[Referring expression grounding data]
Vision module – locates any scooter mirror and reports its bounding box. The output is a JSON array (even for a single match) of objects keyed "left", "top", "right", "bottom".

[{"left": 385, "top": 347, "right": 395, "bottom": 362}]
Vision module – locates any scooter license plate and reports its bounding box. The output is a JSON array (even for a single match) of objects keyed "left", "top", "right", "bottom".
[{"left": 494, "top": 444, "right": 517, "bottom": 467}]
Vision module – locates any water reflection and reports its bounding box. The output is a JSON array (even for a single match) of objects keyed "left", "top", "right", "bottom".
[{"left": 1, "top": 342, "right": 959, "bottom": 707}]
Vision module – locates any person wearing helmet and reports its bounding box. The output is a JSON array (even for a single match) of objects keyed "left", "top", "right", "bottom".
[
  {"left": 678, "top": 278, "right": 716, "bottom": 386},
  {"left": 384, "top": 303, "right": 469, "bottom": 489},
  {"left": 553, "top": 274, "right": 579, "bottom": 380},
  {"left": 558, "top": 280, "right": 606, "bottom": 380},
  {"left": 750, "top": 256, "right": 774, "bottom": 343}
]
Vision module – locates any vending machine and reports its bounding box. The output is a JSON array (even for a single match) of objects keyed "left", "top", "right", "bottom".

> DIRECTIONS FOR THIS TASK:
Generate an exact reproduction of all entries.

> RESULT OF THE TASK:
Vision module – locates any scooter mirror and reports its bounding box. The output is a JSON array (even for a single match) of objects keyed "left", "top", "right", "bottom".

[{"left": 385, "top": 347, "right": 395, "bottom": 362}]
Vision module – locates any scooter license plate and reports its bounding box. The output is a JSON array (even for a single match) of objects keyed "left", "top", "right", "bottom".
[{"left": 494, "top": 444, "right": 517, "bottom": 467}]
Vision module – locates any water reflection and reports its bounding box. The output is a JSON array (even for a single match) of objects keyed "left", "top", "right", "bottom".
[{"left": 1, "top": 342, "right": 959, "bottom": 707}]
Vision module – locates any person wearing helmet and reports its bounding box. The output is a JSON array (even for a single match) of objects keyed "left", "top", "right", "bottom".
[
  {"left": 678, "top": 278, "right": 716, "bottom": 386},
  {"left": 384, "top": 303, "right": 469, "bottom": 489},
  {"left": 553, "top": 274, "right": 579, "bottom": 380},
  {"left": 558, "top": 280, "right": 606, "bottom": 380},
  {"left": 750, "top": 256, "right": 774, "bottom": 343}
]
Vision module – locates any vending machine and reports its bounding box. The output is a JSON array (even for a single match) of objects keyed "left", "top", "right", "bottom".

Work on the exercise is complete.